■ What you have to do: Reproduce every line from the start of the items through the line containing "M 247 59 L 236", adding 67 to each coordinate in the answers. Leave all other lines unchanged.
* Begin Exercise inputs *
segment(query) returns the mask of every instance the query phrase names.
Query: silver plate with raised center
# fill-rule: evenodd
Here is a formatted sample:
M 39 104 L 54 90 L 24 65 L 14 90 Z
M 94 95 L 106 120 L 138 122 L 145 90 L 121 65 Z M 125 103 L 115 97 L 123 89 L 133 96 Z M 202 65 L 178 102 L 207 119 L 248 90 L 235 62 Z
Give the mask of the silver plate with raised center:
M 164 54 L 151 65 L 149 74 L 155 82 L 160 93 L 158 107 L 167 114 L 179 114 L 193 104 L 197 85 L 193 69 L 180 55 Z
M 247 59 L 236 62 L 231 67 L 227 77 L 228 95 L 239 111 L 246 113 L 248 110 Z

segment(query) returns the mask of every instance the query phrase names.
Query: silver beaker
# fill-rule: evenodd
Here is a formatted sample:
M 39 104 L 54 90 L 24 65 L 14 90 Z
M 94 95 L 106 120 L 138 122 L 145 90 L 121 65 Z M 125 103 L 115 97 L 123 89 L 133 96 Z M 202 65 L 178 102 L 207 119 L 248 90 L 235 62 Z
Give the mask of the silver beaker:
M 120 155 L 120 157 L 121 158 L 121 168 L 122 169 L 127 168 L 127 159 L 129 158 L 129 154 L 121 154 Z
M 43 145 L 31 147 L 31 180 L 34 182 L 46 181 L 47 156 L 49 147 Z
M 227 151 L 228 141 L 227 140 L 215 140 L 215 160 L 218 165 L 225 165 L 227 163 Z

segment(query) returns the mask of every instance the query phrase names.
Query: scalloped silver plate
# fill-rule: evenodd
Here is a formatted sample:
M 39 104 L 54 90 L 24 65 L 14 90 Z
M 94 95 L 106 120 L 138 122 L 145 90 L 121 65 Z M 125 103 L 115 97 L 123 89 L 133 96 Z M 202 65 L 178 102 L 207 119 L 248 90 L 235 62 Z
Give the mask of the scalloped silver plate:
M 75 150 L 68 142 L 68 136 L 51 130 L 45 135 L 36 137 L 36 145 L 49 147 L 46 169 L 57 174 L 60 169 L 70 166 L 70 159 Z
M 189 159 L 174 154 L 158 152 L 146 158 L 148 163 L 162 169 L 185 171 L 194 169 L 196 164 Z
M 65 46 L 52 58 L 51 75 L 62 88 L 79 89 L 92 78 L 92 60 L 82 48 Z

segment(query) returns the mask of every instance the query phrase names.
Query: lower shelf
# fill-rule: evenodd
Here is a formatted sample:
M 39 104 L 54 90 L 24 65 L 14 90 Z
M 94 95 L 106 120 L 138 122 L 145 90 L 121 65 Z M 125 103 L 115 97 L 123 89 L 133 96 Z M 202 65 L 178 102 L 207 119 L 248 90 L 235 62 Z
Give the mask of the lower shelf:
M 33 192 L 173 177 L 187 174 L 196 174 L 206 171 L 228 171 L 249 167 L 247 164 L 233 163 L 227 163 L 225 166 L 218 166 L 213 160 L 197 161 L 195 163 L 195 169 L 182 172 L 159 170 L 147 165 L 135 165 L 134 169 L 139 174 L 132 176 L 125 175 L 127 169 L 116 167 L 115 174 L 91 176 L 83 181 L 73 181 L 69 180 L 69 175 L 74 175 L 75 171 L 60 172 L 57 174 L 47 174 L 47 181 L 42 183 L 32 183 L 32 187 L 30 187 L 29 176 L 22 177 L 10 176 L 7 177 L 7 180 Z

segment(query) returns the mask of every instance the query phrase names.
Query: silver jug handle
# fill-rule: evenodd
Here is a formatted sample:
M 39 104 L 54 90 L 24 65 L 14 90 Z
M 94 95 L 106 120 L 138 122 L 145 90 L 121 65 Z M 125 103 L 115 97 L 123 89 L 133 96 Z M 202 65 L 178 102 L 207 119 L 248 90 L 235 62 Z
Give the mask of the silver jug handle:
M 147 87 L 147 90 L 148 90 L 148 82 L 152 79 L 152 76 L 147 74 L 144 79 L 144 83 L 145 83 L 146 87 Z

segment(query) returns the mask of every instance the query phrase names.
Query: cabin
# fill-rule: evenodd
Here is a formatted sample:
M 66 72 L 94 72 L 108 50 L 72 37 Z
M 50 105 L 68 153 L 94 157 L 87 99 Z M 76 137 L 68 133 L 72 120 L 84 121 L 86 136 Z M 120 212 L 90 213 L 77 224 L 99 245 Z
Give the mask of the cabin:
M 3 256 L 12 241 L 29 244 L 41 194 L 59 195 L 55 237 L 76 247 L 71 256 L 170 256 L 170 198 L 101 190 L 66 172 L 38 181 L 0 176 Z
* End Exercise inputs *
■ Expected answer:
segment(query) returns the mask of every instance the query phrase names.
Query: silver plate with raised center
# fill-rule: evenodd
Here is a formatted sample:
M 39 104 L 54 90 L 24 65 L 14 90 Z
M 94 95 L 106 120 L 138 122 L 145 90 L 121 65 Z M 125 103 L 115 97 L 123 89 L 133 96 Z M 202 65 L 178 102 L 207 119 L 248 90 L 235 62 Z
Give the mask of the silver plate with raised center:
M 231 121 L 218 132 L 216 141 L 222 149 L 227 160 L 225 174 L 234 181 L 246 181 L 260 171 L 264 152 L 260 136 L 247 122 Z
M 314 126 L 303 129 L 298 134 L 294 144 L 295 162 L 306 178 L 313 180 L 315 177 Z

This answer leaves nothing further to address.